[Dataset items]
━━━━━━━━━━━━━━━━━━━━

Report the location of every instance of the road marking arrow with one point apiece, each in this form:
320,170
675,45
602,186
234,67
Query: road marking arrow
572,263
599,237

━━━━━━━━━━━━━━━━━━━━

> **What to produce**:
Make an exact copy of every entry.

> **Task answer**:
Report the location of every instance of the road marking arrow with one point apiece, each in this form:
320,170
675,45
602,186
234,67
Query: road marking arrow
572,263
599,237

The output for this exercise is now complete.